## SOURCE EXTRACT:
Conduits are normally incorporated in a construction element that divides, for instance, two compartments. Such a construction element may also be referred to as a partition. A pipe may extend through the conduit from one of the two compartments into the other. These conduits are often referred to as pipe penetrations or transit systems. Such a conduit is often present in constructions formed on the basis of civil engineering. Factories, buildings, drainage systems, tunnels, subways, etc. all comprise such penetrations. However, also constructions formed on the basis of nautical engineering do comprise such conduits. One finds them on board of vessels and/on other offshore applications such as oil rigs.
These penetrations are seen as unwelcome necessities in such a construction. Pipes for, for instance, water distribution and water wastage systems, air-conditioning systems, hydraulic and pneumatic control, sprinklers etc but also for transport of gas, or oil, need to be extending throughout such a construction, even though this entails introducing weak spots in a separation of the compartments.
Such weak spots do not manifest themselves to a great extent in the mechanical strength of the construction but much more in the possibility of undesired transport of physical phenomena throughout the structure.
An example is a fire which itself needs to be confined, as long as possible, to only one area. This is important not only to allow for control and extinguishing the fire, but also to provide time for people present in compartments near to the fire for reaching a safe distance from the fire before it further expands. To prevent smoke and/or fire from passing through the conduit from one compartment to another, the conduit is usually provided with a material that closes the conduit, at least for some time, when the conduit is exposed to heat due to a nearby fire.
Another form of transport that needs to be prevented is the supply of air to a fire which takes place in a compartment. Particularly for on-shore constructions, it is believed that fire is fed with oxygen as supplied through burned-out conduits and that it spreads itself throughout a multi-storey building, if transport of air can freely occur between different levels of compartments. It is also for this reason desirable that a conduit is closed off, when on one side of the conduit a fire takes place.
Although above reference is made to a construction element having a conduit and dividing two compartments, it is also possible that a construction element separates a compartment from the surrounding environment. It is thus possible that one side of the construction element is exposed to atmospheric conditions.

## EXERCISE DATA:
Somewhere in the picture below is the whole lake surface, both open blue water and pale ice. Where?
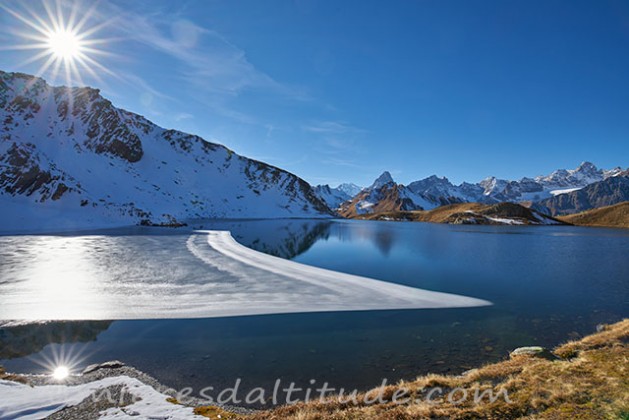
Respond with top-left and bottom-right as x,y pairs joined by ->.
0,220 -> 629,406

## WORK ITEM:
Write out the stretch of the passage on pipe conduits from "Conduits are normally" through "as oil rigs.". The listing is separate material, unrelated to the passage on pipe conduits.

## ANSWER BOX:
Conduits are normally incorporated in a construction element that divides, for instance, two compartments. Such a construction element may also be referred to as a partition. A pipe may extend through the conduit from one of the two compartments into the other. These conduits are often referred to as pipe penetrations or transit systems. Such a conduit is often present in constructions formed on the basis of civil engineering. Factories, buildings, drainage systems, tunnels, subways, etc. all comprise such penetrations. However, also constructions formed on the basis of nautical engineering do comprise such conduits. One finds them on board of vessels and/on other offshore applications such as oil rigs.